Rewrite the listing with every "binder" changed to "ring binder" and all else left as it is. Leave the pictures out of your answer.
## Begin
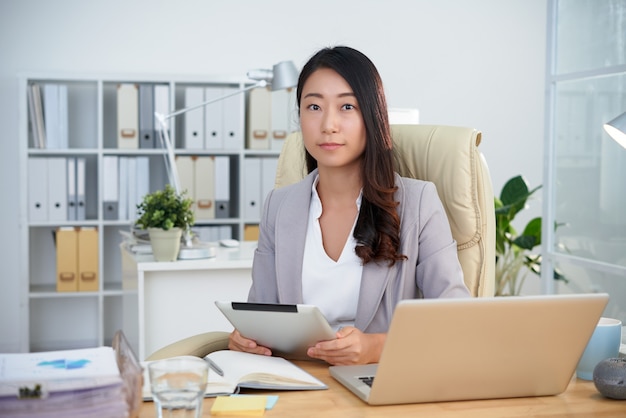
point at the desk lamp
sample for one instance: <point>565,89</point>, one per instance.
<point>283,75</point>
<point>616,128</point>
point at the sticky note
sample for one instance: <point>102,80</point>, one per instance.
<point>239,405</point>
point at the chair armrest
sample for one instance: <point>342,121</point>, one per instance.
<point>198,345</point>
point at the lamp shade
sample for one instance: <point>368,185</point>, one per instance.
<point>617,129</point>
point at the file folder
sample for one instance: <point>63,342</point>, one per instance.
<point>252,188</point>
<point>37,189</point>
<point>222,186</point>
<point>81,202</point>
<point>232,120</point>
<point>213,119</point>
<point>109,187</point>
<point>127,116</point>
<point>66,257</point>
<point>88,259</point>
<point>72,200</point>
<point>259,119</point>
<point>162,106</point>
<point>194,119</point>
<point>146,116</point>
<point>57,189</point>
<point>205,187</point>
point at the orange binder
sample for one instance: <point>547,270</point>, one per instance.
<point>67,264</point>
<point>88,259</point>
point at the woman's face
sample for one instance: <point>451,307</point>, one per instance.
<point>331,120</point>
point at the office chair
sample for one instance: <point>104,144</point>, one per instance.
<point>449,157</point>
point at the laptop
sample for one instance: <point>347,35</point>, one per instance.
<point>479,348</point>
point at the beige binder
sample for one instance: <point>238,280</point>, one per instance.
<point>127,115</point>
<point>259,119</point>
<point>67,263</point>
<point>88,259</point>
<point>205,188</point>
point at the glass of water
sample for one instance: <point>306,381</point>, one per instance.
## End
**REPLY**.
point at the desk lamp
sample for one instance: <point>565,89</point>, one per instance.
<point>283,75</point>
<point>616,128</point>
point at the sticky note
sample for one instance: <point>102,80</point>, one per instance.
<point>239,405</point>
point at the chair armrest
sample for one instance: <point>342,121</point>, one per instance.
<point>198,345</point>
point at the lamp shade
sample for one instance: <point>368,185</point>, one per instance.
<point>617,129</point>
point at the file folder
sample for one instance: <point>63,342</point>, one per instance.
<point>252,188</point>
<point>37,189</point>
<point>222,186</point>
<point>81,202</point>
<point>232,120</point>
<point>213,119</point>
<point>109,187</point>
<point>127,116</point>
<point>66,257</point>
<point>88,259</point>
<point>72,200</point>
<point>259,119</point>
<point>162,106</point>
<point>194,119</point>
<point>146,116</point>
<point>57,189</point>
<point>205,187</point>
point at the orange ring binder
sample for one instance: <point>547,270</point>, one per instance.
<point>67,264</point>
<point>88,259</point>
point at the woman's face
sample for one instance: <point>451,307</point>, one per instance.
<point>331,120</point>
point at the office chair
sample for one instance: <point>104,144</point>, one per instance.
<point>449,157</point>
point at the laptop
sample for one instance: <point>347,35</point>, one per instance.
<point>479,348</point>
point at the beige ring binder
sample for one instance: <point>238,280</point>, one per instance.
<point>127,115</point>
<point>259,119</point>
<point>67,263</point>
<point>88,259</point>
<point>205,188</point>
point at the glass of water
sample for one instance: <point>306,381</point>, one per instance.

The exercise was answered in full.